* **What you need to do**
How many rows below contain the string "black", with case counting? Reply with the number only.

begin Information shown

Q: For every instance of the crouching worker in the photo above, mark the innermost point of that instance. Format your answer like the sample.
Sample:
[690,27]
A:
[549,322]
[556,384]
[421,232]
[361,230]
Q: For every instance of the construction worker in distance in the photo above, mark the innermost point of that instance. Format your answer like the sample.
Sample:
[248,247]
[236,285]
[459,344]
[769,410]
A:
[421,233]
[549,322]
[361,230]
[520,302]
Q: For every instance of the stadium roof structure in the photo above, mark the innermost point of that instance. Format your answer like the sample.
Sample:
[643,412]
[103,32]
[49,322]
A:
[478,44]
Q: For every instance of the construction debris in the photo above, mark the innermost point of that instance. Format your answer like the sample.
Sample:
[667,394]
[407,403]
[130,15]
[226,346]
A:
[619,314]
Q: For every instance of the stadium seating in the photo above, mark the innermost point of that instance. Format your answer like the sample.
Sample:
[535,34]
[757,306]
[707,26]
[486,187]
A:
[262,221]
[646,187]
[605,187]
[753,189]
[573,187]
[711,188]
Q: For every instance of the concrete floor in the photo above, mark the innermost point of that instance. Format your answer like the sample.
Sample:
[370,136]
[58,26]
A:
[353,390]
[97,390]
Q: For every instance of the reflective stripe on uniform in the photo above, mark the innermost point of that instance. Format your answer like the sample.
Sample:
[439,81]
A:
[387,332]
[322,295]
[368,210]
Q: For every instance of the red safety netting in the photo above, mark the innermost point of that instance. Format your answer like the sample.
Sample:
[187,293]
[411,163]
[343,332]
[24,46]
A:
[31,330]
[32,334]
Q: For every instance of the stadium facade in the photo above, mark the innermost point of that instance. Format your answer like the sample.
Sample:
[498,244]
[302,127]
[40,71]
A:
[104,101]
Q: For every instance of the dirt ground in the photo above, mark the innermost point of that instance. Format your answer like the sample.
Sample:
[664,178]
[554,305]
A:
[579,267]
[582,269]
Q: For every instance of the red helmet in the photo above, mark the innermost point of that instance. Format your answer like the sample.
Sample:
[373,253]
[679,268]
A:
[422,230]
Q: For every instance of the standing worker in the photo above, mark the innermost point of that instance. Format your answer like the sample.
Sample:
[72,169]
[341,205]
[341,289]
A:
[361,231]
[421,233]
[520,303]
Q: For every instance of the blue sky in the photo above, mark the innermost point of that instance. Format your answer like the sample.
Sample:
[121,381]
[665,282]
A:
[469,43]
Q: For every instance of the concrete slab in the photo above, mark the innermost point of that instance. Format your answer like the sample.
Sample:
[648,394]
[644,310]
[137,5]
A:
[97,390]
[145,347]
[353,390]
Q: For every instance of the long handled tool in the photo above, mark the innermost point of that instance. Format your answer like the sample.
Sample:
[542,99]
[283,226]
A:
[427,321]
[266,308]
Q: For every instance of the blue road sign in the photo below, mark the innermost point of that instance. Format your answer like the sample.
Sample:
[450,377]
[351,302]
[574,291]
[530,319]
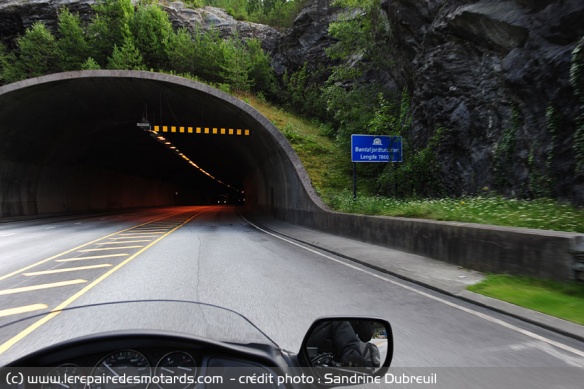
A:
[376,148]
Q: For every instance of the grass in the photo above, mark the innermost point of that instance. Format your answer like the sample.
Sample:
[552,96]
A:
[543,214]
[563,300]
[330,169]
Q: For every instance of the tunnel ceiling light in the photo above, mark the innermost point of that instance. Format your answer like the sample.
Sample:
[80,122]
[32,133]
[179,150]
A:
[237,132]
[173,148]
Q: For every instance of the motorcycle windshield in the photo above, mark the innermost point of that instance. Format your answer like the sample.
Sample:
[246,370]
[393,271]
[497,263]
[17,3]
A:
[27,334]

end Information shown
begin Information shown

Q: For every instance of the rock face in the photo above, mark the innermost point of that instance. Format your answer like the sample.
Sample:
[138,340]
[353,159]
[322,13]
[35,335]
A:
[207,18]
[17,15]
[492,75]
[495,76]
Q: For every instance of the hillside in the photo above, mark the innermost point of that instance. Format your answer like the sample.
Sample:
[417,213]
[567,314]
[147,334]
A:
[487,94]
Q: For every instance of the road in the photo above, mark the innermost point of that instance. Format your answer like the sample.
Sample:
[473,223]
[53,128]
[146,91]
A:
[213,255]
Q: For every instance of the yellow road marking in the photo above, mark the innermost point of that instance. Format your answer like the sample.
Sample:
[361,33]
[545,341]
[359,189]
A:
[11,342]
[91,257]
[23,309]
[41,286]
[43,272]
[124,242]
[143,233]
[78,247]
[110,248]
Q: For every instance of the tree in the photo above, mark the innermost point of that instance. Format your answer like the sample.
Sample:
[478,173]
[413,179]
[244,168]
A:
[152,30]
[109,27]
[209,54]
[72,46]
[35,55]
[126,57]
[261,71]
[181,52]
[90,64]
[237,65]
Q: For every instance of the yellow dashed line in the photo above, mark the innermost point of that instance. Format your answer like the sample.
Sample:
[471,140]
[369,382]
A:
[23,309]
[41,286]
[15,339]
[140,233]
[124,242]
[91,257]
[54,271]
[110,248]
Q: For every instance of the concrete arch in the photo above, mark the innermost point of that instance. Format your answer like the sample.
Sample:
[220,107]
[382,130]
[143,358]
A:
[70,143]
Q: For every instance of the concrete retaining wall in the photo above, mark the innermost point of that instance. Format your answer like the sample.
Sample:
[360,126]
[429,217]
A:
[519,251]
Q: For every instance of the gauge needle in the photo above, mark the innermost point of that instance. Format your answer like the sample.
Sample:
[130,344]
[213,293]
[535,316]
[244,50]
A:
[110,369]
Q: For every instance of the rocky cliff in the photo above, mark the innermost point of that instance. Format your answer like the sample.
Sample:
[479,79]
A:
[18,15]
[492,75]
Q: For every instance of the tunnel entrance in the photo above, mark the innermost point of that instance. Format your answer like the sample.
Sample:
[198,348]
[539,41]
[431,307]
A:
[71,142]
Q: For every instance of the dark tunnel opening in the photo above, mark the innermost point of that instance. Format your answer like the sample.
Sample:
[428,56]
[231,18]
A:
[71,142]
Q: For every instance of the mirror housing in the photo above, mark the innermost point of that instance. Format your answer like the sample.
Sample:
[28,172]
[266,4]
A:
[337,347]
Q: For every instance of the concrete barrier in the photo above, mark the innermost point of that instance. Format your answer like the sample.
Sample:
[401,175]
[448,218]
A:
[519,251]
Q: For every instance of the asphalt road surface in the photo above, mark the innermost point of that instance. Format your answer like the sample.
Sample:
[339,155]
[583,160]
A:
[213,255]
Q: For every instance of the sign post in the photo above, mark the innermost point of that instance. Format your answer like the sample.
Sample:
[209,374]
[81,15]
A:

end Information shown
begin Information shown

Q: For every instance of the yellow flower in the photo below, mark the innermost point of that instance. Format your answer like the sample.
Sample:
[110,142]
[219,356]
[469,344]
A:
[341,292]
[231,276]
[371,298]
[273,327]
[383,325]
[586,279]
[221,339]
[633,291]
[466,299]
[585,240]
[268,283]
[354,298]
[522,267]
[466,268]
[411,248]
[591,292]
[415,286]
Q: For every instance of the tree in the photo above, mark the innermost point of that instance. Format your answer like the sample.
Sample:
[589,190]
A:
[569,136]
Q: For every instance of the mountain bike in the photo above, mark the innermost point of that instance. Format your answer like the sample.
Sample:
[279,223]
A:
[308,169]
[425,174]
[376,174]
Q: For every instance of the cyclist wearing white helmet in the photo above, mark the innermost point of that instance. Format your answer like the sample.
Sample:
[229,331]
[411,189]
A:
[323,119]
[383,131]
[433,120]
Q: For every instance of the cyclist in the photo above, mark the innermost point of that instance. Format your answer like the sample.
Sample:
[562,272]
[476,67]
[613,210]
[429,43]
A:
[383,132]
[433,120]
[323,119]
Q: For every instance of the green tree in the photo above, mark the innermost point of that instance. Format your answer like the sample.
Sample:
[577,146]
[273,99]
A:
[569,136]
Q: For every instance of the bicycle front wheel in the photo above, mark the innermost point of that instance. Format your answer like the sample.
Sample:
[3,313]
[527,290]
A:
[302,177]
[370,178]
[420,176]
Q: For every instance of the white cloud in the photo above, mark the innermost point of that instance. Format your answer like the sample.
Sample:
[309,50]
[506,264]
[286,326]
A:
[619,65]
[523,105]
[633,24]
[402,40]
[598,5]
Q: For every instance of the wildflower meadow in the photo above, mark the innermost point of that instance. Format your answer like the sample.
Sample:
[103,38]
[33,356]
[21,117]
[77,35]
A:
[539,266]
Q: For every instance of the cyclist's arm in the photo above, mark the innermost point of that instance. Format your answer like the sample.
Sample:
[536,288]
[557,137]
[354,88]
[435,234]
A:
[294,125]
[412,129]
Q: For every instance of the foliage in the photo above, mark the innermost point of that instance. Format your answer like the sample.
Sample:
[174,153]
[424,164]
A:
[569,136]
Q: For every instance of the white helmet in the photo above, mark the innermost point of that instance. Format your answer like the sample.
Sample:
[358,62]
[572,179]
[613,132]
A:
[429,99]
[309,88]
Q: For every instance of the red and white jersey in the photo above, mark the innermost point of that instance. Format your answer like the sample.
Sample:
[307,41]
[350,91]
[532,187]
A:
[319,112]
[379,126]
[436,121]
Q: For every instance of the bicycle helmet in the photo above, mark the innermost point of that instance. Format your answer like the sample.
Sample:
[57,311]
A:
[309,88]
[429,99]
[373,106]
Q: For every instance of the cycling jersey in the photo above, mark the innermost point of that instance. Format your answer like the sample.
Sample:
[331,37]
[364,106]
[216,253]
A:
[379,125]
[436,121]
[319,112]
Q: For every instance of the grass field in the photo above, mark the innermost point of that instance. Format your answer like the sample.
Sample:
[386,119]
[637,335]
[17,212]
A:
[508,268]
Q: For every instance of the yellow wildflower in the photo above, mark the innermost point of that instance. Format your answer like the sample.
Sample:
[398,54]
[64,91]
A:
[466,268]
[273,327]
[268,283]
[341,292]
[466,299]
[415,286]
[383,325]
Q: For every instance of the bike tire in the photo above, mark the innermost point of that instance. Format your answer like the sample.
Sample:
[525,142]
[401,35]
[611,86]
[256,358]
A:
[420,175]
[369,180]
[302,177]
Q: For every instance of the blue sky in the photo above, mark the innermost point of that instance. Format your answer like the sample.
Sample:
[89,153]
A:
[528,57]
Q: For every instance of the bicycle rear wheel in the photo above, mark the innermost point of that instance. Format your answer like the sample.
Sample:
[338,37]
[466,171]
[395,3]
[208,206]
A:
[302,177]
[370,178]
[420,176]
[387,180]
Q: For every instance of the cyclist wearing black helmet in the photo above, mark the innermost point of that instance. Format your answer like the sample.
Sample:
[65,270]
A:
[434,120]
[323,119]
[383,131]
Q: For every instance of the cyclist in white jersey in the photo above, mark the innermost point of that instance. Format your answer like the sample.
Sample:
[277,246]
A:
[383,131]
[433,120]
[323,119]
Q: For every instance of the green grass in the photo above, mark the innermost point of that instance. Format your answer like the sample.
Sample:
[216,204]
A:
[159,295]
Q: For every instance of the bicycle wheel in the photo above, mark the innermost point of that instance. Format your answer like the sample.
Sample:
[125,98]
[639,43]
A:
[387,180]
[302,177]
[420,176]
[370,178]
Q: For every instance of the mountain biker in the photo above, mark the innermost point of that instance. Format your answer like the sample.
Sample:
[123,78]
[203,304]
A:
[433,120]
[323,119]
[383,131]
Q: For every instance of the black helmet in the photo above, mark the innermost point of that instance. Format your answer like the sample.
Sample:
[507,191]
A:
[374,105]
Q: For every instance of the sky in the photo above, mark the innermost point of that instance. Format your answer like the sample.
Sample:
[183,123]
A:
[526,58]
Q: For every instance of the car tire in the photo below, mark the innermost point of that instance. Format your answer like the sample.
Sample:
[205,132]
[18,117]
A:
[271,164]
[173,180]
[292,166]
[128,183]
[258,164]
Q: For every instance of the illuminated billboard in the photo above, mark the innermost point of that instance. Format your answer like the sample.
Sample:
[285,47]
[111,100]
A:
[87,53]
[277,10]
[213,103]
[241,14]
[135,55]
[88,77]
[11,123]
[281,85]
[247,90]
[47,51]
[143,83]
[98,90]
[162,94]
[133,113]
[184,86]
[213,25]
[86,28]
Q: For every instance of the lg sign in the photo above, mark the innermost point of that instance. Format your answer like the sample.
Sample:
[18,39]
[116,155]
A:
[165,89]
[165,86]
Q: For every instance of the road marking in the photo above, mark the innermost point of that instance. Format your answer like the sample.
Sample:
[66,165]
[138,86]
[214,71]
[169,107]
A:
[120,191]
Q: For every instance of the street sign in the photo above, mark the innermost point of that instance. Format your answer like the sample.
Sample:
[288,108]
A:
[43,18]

end Information shown

* **Exercise answer**
2